• **INSTRUCTION A**:
According to the profile of the Istanbul DJ, in what year did Zozo become music director of Luzia Istanbul?

• **EXCERPT TO READ**:
begin
- The Istanbul DJ turns in spacey sounds.
- It's not a coincidence that Zozo's rise to prominence has come at a time when DJs with wide tastes are in high demand. Her style, which she has previously described as "oriental crime," can bring together anything from grubby, slo-mo techno to Turkish psych. She's been a key part of Istanbul's electronic music scene for years. In 2010 she started overseeing the music at a gallery and bar in the city called Hush, where she fine-tuned her DJ skills, before taking up a role as the music director of Luzia Istanbul in 2015. These days, with Istanbul experiencing a period of political turbulence, Zozo says the city's nightlife is suffering. "Life has become harder and duller," she tells us. "As party people or music and art lovers, we are swimming against the stream with music." But she also says there's cause for optimism. "Despite everything there are still events, festivals, programs, workshops, small groups and talented individuals keeping the fire burning."
end
• **DATASET ENTRIES**:
begin
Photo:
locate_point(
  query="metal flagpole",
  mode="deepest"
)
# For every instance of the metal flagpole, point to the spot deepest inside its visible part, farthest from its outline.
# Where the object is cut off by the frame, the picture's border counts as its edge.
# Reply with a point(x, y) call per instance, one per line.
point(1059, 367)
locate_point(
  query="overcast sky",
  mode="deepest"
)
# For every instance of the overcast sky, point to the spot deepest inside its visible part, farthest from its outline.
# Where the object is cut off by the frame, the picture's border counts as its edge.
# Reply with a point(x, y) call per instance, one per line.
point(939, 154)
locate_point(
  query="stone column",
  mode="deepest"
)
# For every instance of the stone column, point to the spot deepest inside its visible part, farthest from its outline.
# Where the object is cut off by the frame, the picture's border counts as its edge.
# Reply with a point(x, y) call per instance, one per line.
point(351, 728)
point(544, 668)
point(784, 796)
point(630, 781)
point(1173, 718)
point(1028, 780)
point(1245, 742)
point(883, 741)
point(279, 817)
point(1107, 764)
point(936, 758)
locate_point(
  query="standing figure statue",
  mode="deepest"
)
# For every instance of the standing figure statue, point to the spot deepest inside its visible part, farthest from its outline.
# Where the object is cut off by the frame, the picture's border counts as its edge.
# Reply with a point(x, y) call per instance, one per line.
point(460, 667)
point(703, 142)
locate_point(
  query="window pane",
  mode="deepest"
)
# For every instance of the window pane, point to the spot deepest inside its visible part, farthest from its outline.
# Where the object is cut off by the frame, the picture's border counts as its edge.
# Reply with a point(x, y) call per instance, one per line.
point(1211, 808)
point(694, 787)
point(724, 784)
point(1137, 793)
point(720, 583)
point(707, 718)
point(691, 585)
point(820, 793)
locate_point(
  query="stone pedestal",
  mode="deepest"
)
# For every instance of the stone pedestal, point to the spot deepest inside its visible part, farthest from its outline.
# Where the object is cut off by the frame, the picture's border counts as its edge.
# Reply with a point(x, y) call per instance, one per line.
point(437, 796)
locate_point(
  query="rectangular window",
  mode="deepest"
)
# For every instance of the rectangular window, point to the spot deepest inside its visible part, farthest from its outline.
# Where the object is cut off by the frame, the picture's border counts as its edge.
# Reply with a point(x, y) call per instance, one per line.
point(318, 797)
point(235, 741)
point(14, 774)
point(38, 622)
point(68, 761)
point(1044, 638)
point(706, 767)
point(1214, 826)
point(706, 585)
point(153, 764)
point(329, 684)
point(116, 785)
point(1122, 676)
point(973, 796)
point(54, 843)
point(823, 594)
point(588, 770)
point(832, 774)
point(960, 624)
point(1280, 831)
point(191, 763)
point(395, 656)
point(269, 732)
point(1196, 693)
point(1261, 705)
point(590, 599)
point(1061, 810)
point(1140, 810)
end
• **INSTRUCTION B**:
Rewrite the records from their start through the line containing "point(939, 154)", putting "lamppost" in place of "flagpole" and leaving everything else unchanged.

• **TASK ANSWER A**:
2015

• **TASK ANSWER B**:
Photo:
locate_point(
  query="metal lamppost",
  mode="deepest"
)
# For every instance of the metal lamppost, point to the spot deepest inside its visible part, farthest from its outline.
# Where the object is cut off by the frame, the picture's border counts as its edge.
# Reply with a point(x, y) call per instance, one per line.
point(1059, 367)
locate_point(
  query="overcast sky",
  mode="deepest"
)
# For every instance of the overcast sky, point to the spot deepest inside its visible part, farthest from its outline.
# Where the object is cut off by the frame, the picture's border counts as its edge.
# Reply with a point(x, y) call per instance, one per line.
point(939, 154)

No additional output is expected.